- GIVEN PROBLEM: List each line in the items below that contains the word "white".

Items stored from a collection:
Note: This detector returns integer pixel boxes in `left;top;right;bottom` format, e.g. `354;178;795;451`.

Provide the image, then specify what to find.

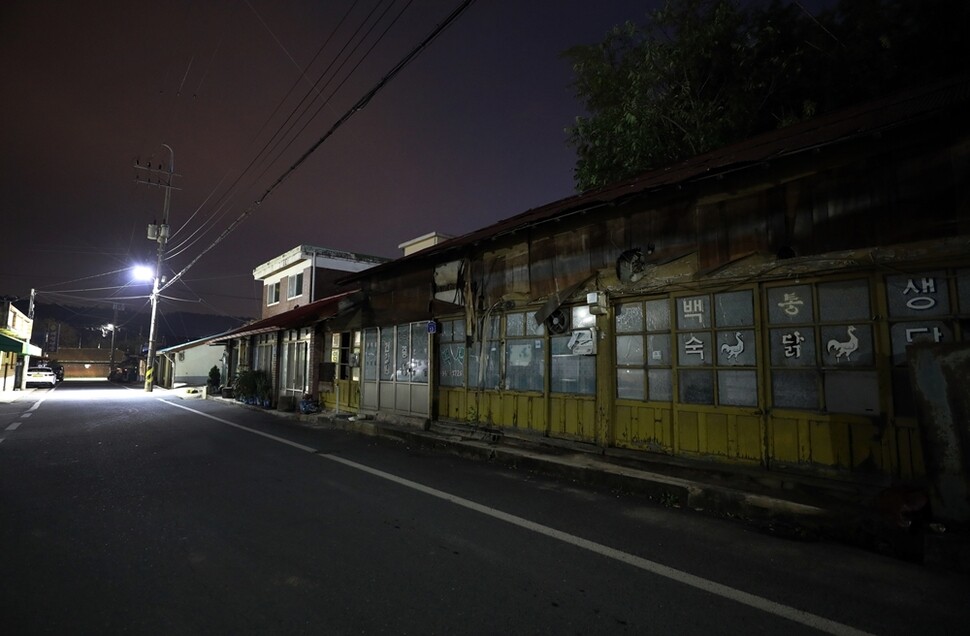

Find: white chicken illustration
721;331;744;360
825;325;859;360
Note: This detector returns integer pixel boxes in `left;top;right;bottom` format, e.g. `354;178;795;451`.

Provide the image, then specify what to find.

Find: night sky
0;0;824;316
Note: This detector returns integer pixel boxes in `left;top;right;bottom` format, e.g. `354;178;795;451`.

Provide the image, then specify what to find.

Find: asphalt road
0;382;970;634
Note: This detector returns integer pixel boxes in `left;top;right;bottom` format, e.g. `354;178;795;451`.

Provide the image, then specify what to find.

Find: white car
27;367;57;389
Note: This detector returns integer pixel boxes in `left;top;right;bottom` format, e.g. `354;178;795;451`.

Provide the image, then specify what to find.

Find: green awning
0;333;44;357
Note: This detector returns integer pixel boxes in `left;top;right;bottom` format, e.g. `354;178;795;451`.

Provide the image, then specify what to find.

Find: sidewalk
0;389;34;404
208;397;970;573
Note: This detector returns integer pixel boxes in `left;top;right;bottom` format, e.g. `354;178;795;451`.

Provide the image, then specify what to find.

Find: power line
158;0;474;291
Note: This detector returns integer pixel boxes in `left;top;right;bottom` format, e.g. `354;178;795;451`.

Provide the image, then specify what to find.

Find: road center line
170;398;871;636
163;398;317;453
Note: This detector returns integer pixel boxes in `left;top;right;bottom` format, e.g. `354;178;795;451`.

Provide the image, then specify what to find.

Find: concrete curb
209;397;970;573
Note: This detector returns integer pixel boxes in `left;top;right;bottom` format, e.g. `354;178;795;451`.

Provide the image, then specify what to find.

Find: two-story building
0;300;43;391
210;245;389;409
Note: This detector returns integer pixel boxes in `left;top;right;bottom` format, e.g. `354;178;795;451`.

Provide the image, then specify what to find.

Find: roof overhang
0;333;44;357
208;290;358;344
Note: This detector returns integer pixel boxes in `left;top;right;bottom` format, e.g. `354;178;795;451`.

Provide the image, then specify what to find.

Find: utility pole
135;144;180;393
20;287;37;391
108;303;124;380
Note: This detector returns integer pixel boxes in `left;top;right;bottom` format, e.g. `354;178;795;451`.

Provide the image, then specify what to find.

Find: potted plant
233;369;256;404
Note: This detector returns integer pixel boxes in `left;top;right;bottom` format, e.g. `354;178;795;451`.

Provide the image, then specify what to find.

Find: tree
564;0;970;191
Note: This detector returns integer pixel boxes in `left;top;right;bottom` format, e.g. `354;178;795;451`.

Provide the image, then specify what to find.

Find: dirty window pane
825;371;879;415
717;371;758;406
381;327;394;380
768;285;813;325
645;298;670;331
717;330;757;367
411;322;428;384
771;371;818;411
438;320;455;342
550;336;596;395
528;312;546;336
818;279;872;322
616;336;643;366
394;325;411;382
505;314;525;337
819;325;873;366
680;369;714;404
957;269;970;315
616;303;643;333
674;296;711;329
505;339;545;391
886;271;950;319
714;291;754;327
616;369;644;400
647;369;674;402
364;329;378;381
647;333;672;367
889;320;953;364
769;327;815;367
438;343;465;386
677;331;711;367
466;316;502;389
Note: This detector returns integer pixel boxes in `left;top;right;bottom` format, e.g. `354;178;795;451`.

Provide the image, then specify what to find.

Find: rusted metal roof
208;290;358;344
342;76;970;282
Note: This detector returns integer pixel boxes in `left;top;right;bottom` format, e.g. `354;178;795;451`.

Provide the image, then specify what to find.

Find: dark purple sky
0;0;824;315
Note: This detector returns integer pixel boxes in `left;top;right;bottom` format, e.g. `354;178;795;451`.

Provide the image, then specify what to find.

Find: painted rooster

- SOLUTION:
Find: white chicken illustration
Find: white car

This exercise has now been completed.